Brief: Format every line of the entries below as a JSON list of strings, one string per line, and leave out any blank lines.
****************************************
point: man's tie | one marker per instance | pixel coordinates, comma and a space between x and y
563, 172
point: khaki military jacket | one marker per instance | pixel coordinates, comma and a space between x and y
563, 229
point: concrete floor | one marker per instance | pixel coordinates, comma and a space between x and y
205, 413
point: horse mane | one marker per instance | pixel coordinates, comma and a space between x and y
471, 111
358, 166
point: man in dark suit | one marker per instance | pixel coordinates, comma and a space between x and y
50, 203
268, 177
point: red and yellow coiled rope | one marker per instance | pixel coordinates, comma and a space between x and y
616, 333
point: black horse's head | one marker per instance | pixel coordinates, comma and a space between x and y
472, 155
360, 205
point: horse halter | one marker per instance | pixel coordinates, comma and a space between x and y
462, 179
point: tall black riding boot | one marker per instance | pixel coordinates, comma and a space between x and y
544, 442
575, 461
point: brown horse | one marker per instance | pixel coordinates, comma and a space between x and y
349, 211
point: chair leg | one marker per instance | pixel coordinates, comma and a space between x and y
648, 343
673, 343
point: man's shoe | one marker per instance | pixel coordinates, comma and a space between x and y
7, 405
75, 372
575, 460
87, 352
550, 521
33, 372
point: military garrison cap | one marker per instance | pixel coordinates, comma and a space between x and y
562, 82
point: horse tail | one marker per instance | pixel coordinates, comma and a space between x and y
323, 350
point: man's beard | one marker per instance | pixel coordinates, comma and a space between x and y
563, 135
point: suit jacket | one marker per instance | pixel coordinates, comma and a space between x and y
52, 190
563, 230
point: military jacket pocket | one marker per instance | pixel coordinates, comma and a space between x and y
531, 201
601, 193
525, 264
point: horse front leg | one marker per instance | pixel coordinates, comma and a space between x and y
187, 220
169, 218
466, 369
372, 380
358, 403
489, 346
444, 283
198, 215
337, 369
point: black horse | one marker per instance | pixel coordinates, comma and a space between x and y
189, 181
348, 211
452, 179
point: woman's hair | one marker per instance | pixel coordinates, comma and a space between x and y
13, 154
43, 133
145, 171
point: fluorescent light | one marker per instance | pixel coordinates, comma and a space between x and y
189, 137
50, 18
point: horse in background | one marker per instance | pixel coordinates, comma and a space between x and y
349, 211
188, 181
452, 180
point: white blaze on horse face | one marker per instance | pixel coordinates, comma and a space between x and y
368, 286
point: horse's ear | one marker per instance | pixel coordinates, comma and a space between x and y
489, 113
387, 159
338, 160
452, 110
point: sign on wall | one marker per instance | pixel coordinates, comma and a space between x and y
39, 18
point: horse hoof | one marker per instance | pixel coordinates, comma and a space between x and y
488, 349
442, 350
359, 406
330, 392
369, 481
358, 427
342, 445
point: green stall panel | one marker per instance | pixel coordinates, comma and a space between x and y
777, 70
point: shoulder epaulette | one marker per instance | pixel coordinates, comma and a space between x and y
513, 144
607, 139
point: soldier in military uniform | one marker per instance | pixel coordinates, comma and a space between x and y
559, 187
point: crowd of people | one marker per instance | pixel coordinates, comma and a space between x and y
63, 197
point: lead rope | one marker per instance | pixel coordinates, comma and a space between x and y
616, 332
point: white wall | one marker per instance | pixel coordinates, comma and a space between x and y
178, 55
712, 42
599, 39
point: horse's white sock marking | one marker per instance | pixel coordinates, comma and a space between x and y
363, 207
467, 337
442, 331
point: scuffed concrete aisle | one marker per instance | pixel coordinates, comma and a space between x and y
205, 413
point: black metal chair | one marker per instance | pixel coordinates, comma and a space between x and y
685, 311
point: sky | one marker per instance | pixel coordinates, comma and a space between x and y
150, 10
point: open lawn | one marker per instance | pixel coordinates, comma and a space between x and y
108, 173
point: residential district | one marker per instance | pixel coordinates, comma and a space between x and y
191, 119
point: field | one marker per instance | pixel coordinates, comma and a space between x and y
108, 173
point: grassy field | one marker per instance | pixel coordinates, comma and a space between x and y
****************************************
Result:
[
  "point: man's tie | one marker per instance | pixel coordinates, comma and a space between x and y",
  "563, 172",
  "point: khaki military jacket | one marker per instance | pixel coordinates, comma and a space between x and y",
  "563, 229",
  "point: concrete floor | one marker per instance | pixel coordinates, comma and a space between x and y",
  "205, 413",
  "point: horse mane | one marker per instance | pixel coordinates, comma and a space between x and y",
  "471, 111",
  "358, 166",
  "point: man in dark suit | one marker per instance | pixel coordinates, comma and a space between x and y",
  "50, 203",
  "268, 177",
  "point: red and yellow coiled rope | one marker per instance | pixel coordinates, comma and a space between x and y",
  "616, 333",
  "point: black horse's head | one marker per instance | pixel coordinates, comma and a space between x and y",
  "472, 155",
  "360, 205",
  "point: horse halter | one marker per instance | pixel coordinates, comma and a space between x and y",
  "462, 179",
  "point: tall black riding boot | one marker per instance | pixel coordinates, comma and a space between x and y",
  "544, 442",
  "575, 461",
  "point: brown horse | one marker per instance | pixel coordinates, comma and a space between x and y",
  "349, 211",
  "point: chair leg | one marker per instance | pixel coordinates, comma and a space between x and y",
  "648, 343",
  "673, 343",
  "point: man's shoe | one marker per instance | pixel coordinates, comma and a space between x and y",
  "7, 405",
  "75, 372",
  "575, 460",
  "87, 352",
  "550, 521",
  "33, 372",
  "point: military garrison cap | one marker per instance | pixel coordinates, comma and a space between x and y",
  "562, 82",
  "point: horse tail | one marker per instance | pixel coordinates, comma and a space between x and y",
  "323, 350",
  "point: man's beard | one marker per instance | pixel coordinates, comma and a space between x and y",
  "563, 135",
  "point: suit jacket | one marker per instance | pixel coordinates, comma and a space between x and y",
  "52, 190",
  "563, 230",
  "point: military jacket pocket | one marker per instance | pixel coordinates, comma and a space between x and y",
  "531, 201",
  "601, 193",
  "525, 264",
  "point: horse front leg | one marker per instance | pixel coordinates, comma and a space between x and y",
  "187, 220",
  "169, 218",
  "466, 369",
  "372, 380",
  "358, 403",
  "489, 346",
  "444, 283",
  "198, 215",
  "337, 369",
  "point: black horse | one marker per instance | pixel coordinates, comma and a space between x and y",
  "189, 181",
  "348, 211",
  "452, 179",
  "point: woman's hair | one marker per instance | pixel coordinates, comma and a space between x and y",
  "13, 154",
  "43, 133",
  "145, 171",
  "point: fluorescent light | one marker per instance | pixel coordinates, comma and a space between x and y",
  "189, 137",
  "50, 18",
  "point: horse in background | one marker per instance | pixel coordinates, comma and a space between x and y",
  "349, 211",
  "188, 181",
  "452, 180",
  "point: white blaze on horse face | one marker per instance | pixel coordinates, comma and a space between x and y",
  "368, 286",
  "point: horse's ear | one marker per instance | pixel coordinates, comma and a space between x and y",
  "489, 113",
  "387, 159",
  "338, 160",
  "452, 110",
  "point: sign on wall | one marker per instance | pixel coordinates, comma and a space between x and y",
  "39, 18",
  "point: horse hoof | one marker per instance | pixel coordinates, comma and a space between x and y",
  "488, 349",
  "442, 350",
  "359, 406",
  "330, 392",
  "369, 481",
  "358, 427",
  "342, 445",
  "point: green stall panel | one marker per instance | pixel coordinates, comma and a space between x and y",
  "777, 70",
  "point: shoulder epaulette | one marker per instance | pixel coordinates, comma and a space between x and y",
  "513, 144",
  "607, 139",
  "point: soldier in military uniform | one marker per instance | pixel coordinates, comma and a space between x and y",
  "559, 187",
  "point: crowd of people | one marker per instance | pixel coordinates, comma and a space between x and y",
  "63, 197",
  "point: lead rope | one marker per instance | pixel coordinates, comma and a space between x and y",
  "616, 332",
  "point: white wall | one marker per instance | pixel coordinates, comma and a space between x and y",
  "178, 55",
  "712, 42",
  "599, 39",
  "point: horse's white sock marking | one marker per instance | pixel coordinates, comma and a space between x and y",
  "363, 207",
  "467, 337",
  "442, 331",
  "point: scuffed concrete aisle | one marker per instance | pixel coordinates, comma and a space between x and y",
  "205, 413",
  "point: black metal chair | one marker per instance | pixel coordinates, comma and a space between x and y",
  "685, 311",
  "point: sky | one marker per instance | pixel coordinates, comma and a space between x and y",
  "150, 10",
  "point: open lawn | one marker per instance | pixel coordinates, comma and a space between x and y",
  "108, 173",
  "point: residential district | one marker per instance | pixel coordinates, comma and a space between x and y",
  "191, 119",
  "point: field | one marker per instance | pixel coordinates, comma and a space between x and y",
  "108, 173",
  "point: grassy field | one marker per instance | pixel coordinates, comma and a space between x and y"
]